# DATASET ENTRIES:
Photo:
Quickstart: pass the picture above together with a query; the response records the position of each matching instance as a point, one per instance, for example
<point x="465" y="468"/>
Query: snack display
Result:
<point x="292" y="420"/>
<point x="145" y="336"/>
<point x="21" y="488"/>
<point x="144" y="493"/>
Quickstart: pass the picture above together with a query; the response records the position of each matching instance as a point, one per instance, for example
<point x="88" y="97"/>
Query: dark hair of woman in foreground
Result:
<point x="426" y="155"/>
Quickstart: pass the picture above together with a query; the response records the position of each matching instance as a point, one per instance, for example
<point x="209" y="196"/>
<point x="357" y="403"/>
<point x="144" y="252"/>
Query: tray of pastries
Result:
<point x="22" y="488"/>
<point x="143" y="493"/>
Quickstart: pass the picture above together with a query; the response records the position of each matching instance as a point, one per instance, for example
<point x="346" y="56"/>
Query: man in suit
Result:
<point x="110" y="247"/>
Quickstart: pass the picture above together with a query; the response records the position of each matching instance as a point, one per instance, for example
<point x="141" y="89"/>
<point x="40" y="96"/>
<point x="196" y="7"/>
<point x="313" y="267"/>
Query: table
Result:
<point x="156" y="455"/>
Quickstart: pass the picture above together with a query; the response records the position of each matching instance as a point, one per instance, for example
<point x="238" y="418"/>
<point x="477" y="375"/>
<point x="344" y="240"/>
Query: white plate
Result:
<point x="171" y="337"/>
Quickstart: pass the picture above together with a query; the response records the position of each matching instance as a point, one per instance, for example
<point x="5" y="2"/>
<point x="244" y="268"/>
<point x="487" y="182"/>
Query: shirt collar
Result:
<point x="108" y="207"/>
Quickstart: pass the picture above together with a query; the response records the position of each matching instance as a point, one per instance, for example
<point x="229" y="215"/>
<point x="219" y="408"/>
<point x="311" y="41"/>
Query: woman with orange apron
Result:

# WORK INSTRUCTIONS:
Find every line in the records above that contains the word "woman", and copy each of those lines in full.

# TASK RESPONSE:
Query: dark hair of woman in foreground
Query: woman with orange apron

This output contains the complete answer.